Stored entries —
****************

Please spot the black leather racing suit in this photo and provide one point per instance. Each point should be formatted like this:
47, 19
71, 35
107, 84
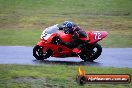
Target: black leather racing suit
79, 39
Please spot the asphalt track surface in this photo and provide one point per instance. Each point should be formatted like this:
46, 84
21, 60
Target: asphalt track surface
111, 57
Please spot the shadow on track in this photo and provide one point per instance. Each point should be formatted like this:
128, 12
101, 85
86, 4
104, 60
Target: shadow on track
67, 63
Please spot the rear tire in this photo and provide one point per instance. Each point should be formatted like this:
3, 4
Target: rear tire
90, 54
38, 53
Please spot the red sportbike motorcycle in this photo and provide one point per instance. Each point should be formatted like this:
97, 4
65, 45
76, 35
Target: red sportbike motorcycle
49, 45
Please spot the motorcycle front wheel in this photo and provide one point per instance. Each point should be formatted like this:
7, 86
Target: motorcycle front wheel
39, 54
91, 52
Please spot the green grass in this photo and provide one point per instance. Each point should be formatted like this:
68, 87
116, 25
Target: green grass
21, 22
53, 76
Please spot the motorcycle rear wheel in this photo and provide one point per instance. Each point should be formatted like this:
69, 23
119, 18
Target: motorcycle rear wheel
91, 52
38, 53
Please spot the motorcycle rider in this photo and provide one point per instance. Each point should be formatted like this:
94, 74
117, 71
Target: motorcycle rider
79, 37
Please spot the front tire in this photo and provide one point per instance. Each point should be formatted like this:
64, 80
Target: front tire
39, 54
91, 52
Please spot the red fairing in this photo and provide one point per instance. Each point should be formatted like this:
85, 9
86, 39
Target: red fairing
60, 50
95, 36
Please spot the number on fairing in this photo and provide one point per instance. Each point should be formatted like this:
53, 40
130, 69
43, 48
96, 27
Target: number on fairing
97, 35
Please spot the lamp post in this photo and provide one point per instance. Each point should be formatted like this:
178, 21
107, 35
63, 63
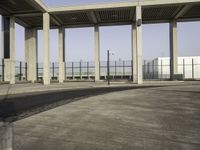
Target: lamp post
108, 65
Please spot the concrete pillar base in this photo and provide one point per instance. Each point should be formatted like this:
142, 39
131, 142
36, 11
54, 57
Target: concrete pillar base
6, 136
61, 72
9, 71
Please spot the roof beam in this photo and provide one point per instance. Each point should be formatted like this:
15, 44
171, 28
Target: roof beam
93, 17
92, 7
182, 11
38, 4
167, 2
27, 14
22, 23
56, 20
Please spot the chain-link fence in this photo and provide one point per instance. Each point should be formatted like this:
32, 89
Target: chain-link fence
158, 69
118, 69
79, 70
1, 70
20, 71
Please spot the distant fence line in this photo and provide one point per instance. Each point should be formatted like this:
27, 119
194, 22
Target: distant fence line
118, 70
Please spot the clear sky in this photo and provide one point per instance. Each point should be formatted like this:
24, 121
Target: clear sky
80, 41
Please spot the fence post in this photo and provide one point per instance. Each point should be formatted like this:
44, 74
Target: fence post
161, 67
192, 68
53, 69
144, 69
20, 71
2, 69
73, 70
123, 69
26, 72
115, 69
65, 74
153, 69
88, 70
80, 71
184, 68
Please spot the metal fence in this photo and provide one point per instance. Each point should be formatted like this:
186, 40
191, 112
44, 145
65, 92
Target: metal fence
152, 70
160, 70
1, 70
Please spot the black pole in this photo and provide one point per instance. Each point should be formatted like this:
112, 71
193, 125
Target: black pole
26, 73
115, 69
80, 70
108, 67
53, 70
73, 70
20, 71
88, 69
37, 71
3, 70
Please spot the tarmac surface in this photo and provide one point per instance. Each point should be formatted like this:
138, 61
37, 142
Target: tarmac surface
151, 118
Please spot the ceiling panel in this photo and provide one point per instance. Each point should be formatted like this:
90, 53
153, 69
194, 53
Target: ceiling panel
114, 15
161, 12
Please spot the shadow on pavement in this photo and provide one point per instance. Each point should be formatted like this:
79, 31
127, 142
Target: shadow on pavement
17, 107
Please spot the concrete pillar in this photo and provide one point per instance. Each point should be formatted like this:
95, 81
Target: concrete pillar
31, 53
97, 53
173, 49
6, 136
8, 45
61, 54
134, 53
46, 47
138, 46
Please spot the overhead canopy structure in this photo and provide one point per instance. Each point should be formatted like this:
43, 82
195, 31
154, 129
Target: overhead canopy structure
34, 15
29, 12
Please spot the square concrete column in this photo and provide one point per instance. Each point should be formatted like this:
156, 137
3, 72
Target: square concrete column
6, 136
31, 53
138, 46
173, 49
8, 44
46, 47
134, 53
97, 53
61, 54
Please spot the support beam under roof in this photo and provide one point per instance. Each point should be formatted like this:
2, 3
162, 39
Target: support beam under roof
93, 17
182, 11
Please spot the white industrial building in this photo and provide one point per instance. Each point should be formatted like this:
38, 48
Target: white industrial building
159, 68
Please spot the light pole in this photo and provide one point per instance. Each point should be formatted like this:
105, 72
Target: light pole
108, 66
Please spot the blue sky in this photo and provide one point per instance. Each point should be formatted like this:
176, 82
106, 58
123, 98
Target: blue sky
80, 41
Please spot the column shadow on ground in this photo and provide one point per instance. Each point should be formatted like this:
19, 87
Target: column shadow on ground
19, 106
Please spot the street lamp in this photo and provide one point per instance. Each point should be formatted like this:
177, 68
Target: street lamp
108, 66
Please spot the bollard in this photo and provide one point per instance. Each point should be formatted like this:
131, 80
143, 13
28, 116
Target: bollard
6, 136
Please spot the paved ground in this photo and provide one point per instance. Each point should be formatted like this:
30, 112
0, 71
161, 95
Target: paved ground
159, 118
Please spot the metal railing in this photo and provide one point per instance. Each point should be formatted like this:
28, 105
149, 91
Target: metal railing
160, 70
1, 70
152, 70
20, 71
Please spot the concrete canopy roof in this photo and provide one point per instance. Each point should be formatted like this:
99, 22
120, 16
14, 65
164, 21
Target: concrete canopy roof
29, 12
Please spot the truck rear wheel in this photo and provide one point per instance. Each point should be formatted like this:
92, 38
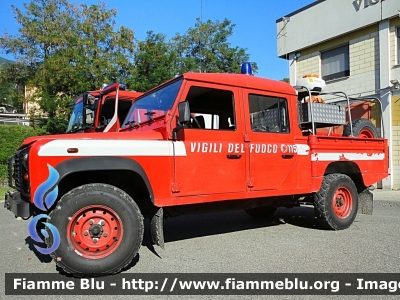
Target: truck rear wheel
261, 212
362, 128
101, 230
336, 203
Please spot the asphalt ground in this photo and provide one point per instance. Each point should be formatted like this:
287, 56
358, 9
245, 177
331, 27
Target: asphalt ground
289, 242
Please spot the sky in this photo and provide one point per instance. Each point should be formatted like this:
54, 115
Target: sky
255, 23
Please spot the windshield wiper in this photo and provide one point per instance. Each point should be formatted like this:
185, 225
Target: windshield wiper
150, 115
131, 124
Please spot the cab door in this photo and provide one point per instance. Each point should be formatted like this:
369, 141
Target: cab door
272, 153
215, 159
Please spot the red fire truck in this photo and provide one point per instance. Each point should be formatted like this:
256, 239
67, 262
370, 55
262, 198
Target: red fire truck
198, 143
101, 110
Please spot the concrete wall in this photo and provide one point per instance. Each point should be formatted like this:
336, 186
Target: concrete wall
364, 62
328, 19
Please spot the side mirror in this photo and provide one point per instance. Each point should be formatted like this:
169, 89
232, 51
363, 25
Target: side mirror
184, 113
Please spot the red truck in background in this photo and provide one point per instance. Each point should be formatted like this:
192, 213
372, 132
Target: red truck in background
101, 110
201, 142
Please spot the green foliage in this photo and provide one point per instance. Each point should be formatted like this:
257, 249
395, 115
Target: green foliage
68, 49
11, 136
65, 49
205, 48
154, 62
12, 80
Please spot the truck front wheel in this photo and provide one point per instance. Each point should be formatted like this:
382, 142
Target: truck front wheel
336, 202
100, 227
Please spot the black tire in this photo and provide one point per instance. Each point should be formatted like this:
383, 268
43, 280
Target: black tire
115, 222
261, 212
336, 203
361, 128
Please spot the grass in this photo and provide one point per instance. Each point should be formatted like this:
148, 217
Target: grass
3, 190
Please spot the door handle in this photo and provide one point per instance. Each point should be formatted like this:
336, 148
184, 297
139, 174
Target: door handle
234, 156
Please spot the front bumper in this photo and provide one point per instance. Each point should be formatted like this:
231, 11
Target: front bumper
18, 206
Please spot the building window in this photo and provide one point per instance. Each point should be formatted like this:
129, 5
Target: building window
335, 63
398, 44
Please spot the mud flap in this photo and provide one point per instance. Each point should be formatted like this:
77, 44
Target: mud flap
157, 227
365, 202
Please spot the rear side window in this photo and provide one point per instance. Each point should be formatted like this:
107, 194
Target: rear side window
268, 114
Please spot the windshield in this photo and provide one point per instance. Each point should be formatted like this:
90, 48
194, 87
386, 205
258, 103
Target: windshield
75, 120
153, 105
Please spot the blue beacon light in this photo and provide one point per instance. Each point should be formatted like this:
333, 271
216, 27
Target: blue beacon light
246, 69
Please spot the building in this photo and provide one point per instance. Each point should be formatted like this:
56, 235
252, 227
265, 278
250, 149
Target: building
355, 46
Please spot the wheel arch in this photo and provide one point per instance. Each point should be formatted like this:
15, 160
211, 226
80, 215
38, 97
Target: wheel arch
350, 169
124, 173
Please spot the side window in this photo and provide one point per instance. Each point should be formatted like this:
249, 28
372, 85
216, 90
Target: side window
268, 114
211, 108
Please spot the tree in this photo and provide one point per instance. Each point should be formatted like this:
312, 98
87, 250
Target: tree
12, 79
205, 48
68, 49
154, 62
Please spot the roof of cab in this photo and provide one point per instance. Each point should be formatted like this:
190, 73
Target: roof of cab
244, 81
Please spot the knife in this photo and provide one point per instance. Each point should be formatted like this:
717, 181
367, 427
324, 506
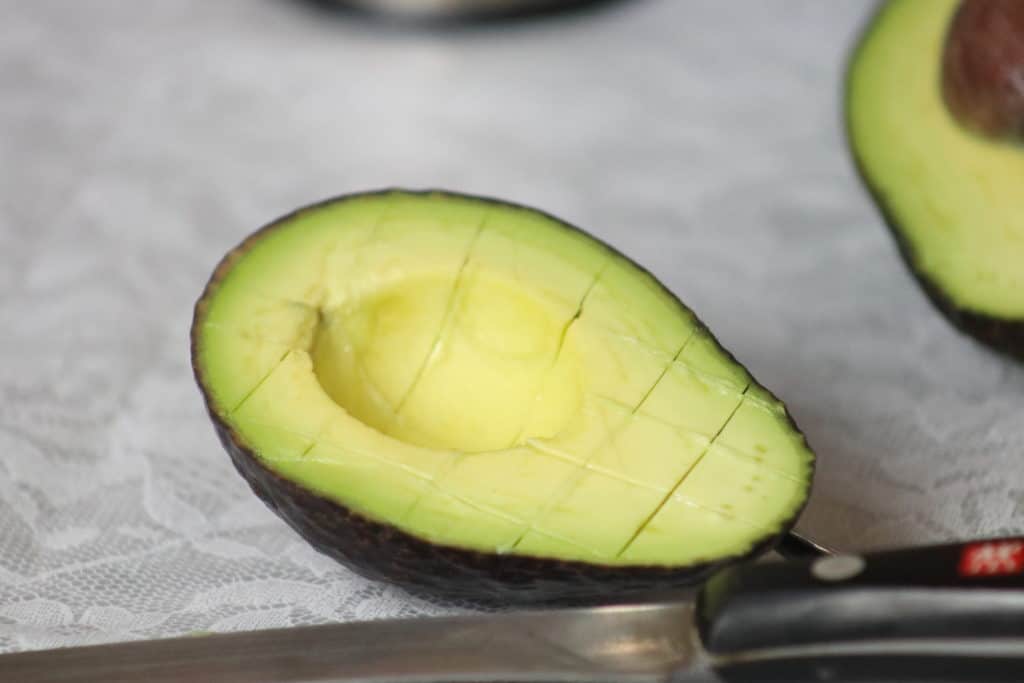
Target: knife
943, 613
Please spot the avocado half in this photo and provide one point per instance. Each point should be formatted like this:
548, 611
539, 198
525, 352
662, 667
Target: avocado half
951, 198
477, 400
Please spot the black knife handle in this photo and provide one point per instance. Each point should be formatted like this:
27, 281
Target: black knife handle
950, 612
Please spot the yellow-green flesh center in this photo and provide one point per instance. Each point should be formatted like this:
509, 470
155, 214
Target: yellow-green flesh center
955, 197
484, 377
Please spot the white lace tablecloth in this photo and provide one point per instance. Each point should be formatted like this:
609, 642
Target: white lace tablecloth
139, 140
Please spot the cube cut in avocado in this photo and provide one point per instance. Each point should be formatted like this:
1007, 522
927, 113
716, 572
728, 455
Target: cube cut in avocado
478, 400
951, 197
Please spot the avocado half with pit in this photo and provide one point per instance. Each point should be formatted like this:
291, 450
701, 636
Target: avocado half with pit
478, 400
953, 199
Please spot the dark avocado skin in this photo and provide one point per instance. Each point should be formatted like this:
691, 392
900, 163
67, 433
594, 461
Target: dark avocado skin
382, 552
1006, 336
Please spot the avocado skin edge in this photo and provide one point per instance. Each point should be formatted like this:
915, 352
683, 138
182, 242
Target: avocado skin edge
382, 552
1006, 336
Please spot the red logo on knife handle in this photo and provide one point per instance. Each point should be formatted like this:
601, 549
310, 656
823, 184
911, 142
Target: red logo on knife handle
994, 558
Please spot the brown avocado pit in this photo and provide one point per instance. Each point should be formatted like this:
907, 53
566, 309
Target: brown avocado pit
983, 68
477, 400
926, 77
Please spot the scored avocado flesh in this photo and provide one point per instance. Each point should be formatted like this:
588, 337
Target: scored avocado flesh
952, 196
482, 376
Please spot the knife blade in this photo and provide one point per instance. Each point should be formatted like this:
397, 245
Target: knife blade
621, 644
944, 613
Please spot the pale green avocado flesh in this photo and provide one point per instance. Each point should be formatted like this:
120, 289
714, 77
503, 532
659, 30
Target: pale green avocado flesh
953, 197
483, 376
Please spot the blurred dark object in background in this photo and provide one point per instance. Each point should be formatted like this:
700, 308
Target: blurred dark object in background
458, 10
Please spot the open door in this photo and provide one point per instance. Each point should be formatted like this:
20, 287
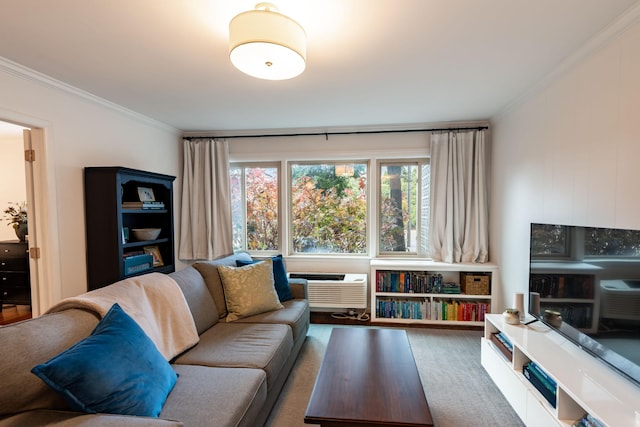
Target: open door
34, 257
43, 232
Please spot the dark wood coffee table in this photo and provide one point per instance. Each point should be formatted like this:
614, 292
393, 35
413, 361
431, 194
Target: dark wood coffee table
368, 377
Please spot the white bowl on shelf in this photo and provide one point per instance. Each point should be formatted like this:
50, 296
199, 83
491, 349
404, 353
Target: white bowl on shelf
146, 233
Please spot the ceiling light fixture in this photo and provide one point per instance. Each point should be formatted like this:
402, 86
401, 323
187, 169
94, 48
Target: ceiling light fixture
266, 44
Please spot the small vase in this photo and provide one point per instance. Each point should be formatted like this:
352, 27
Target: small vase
21, 231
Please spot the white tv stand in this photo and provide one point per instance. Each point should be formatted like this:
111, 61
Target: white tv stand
585, 384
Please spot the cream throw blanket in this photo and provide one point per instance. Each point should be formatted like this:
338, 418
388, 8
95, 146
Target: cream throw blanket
154, 301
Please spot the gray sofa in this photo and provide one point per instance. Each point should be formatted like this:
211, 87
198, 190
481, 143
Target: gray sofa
232, 377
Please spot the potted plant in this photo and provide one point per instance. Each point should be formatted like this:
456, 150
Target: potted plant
16, 216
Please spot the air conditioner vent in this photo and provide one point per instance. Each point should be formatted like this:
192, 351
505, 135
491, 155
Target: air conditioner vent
350, 292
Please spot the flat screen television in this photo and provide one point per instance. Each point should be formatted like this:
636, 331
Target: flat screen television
590, 278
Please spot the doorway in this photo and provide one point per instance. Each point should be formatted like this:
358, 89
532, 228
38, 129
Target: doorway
15, 292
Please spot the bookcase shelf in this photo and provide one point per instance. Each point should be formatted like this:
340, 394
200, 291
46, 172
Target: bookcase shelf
584, 385
569, 288
111, 246
415, 291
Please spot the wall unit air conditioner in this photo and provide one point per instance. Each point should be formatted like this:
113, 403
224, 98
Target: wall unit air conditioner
620, 299
335, 290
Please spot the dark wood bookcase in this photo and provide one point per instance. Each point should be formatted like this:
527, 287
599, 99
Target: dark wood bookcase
15, 286
109, 225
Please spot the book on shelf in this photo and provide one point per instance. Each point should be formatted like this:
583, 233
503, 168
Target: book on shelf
143, 205
588, 420
537, 380
548, 381
132, 254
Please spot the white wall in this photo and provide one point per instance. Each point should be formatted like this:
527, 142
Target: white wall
83, 131
12, 180
568, 154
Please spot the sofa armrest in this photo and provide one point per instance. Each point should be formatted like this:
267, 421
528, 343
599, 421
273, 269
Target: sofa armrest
299, 288
41, 417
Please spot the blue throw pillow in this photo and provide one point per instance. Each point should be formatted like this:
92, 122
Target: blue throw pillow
117, 370
279, 277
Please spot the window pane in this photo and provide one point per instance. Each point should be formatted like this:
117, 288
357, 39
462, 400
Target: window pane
425, 208
254, 199
329, 208
399, 207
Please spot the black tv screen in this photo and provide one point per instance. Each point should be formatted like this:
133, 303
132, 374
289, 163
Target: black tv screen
590, 276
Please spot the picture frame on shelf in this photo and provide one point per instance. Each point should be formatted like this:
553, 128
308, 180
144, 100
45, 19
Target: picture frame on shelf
154, 251
145, 194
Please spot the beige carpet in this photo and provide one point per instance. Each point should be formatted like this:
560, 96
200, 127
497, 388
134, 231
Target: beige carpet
459, 391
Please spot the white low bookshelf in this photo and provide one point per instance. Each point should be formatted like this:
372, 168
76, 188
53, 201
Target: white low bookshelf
584, 383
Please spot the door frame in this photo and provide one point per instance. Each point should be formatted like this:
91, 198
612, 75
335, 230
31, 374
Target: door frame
46, 284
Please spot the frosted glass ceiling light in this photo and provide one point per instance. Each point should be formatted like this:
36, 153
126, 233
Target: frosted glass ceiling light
266, 44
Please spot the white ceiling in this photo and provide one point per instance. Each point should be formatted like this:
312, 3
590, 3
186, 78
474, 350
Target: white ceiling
370, 62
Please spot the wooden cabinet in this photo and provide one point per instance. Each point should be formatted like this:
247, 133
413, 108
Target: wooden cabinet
583, 384
412, 291
15, 286
113, 210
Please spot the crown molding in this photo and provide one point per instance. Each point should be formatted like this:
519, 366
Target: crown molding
613, 30
13, 68
337, 129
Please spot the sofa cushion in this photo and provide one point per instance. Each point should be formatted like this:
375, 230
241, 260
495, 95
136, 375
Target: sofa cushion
248, 345
117, 369
249, 290
280, 278
28, 343
57, 418
295, 314
209, 396
203, 308
209, 271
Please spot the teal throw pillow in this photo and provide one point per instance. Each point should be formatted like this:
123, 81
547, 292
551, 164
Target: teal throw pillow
117, 370
280, 278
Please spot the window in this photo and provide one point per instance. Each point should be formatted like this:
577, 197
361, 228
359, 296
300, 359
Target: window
329, 208
403, 207
254, 205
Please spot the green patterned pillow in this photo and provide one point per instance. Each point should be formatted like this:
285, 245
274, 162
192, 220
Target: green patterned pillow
249, 290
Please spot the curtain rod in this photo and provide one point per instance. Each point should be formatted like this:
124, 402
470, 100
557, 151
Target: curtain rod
326, 134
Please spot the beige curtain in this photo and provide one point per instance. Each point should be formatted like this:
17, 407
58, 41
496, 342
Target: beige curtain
459, 220
205, 224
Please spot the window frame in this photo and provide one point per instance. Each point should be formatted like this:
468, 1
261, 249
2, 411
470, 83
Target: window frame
289, 207
419, 162
263, 165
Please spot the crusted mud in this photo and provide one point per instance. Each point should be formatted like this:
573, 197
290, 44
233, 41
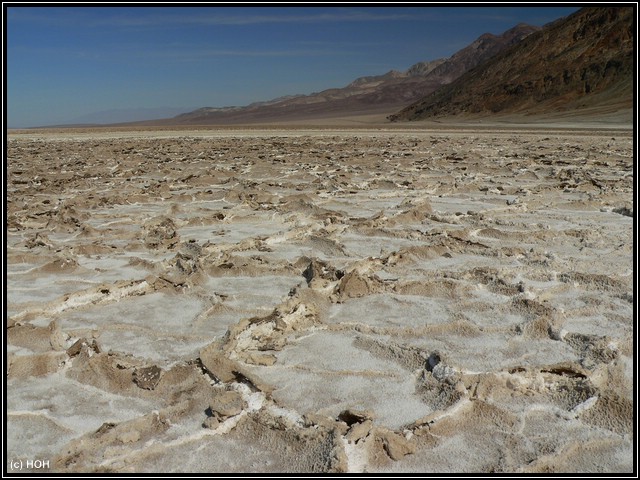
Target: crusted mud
320, 301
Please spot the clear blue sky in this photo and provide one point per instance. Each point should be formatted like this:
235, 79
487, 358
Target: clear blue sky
63, 63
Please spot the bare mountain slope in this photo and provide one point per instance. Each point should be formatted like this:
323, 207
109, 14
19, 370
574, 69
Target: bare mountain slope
371, 94
582, 61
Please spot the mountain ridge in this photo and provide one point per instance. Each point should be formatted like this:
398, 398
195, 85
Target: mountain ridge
559, 68
375, 93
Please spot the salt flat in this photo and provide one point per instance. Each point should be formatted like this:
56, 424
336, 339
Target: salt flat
321, 300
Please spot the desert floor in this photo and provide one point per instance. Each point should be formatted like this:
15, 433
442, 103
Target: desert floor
320, 300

****************

Problem to solve — Extract from the records above the lines from the one containing "Target: black tire" to the one containing "Please spot the building in", both lines included, exactly as they appear and with nothing else.

Solution to this task —
Target: black tire
115, 222
261, 212
336, 203
361, 128
Please spot the grass in this photo and provide one point per instance. Each point should be formatted like this:
148, 217
Target: grass
3, 190
Please spot the door handle in this photo and provide one point per instance. Each point should be formatted like this:
336, 148
184, 297
139, 174
Target: door handle
234, 156
Please spot the front bumper in this photo and provide one point per instance. Each point should be formatted like this:
231, 11
Target: front bumper
18, 206
Please spot the building window in this photo and provide one point per instance. Each point should be formatted like this:
129, 5
Target: building window
335, 63
398, 44
Please spot the mud flap in this photo and provide one point per instance. Each point should be formatted like this:
77, 44
Target: mud flap
157, 227
365, 202
Please spot the rear side window in this photo and provide one point per instance. Each point should be formatted like this:
107, 194
Target: rear side window
268, 114
Please spot the windshield in this photo and provide one point per instance. Each point should be formatted like this:
90, 48
194, 87
386, 205
258, 103
Target: windshield
75, 120
153, 105
Please spot the blue beacon light in this photo and provide one point per instance. Each point should be formatted like this:
333, 271
216, 27
Target: blue beacon light
246, 69
Please spot the building in this photo and provide one point per instance. Each point should be formatted like this:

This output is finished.